[Given records]:
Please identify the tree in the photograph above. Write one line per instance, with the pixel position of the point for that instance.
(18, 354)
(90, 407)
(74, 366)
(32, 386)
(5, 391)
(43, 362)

[Set problem]: Rewrite the rows, changing "tree" to "shrub" and keeping everything else the same.

[The response]:
Please identify the shrub in the photograph above. Write one line per instance, with the pixel position of the point for that instance.
(18, 354)
(90, 407)
(74, 366)
(32, 386)
(5, 391)
(43, 362)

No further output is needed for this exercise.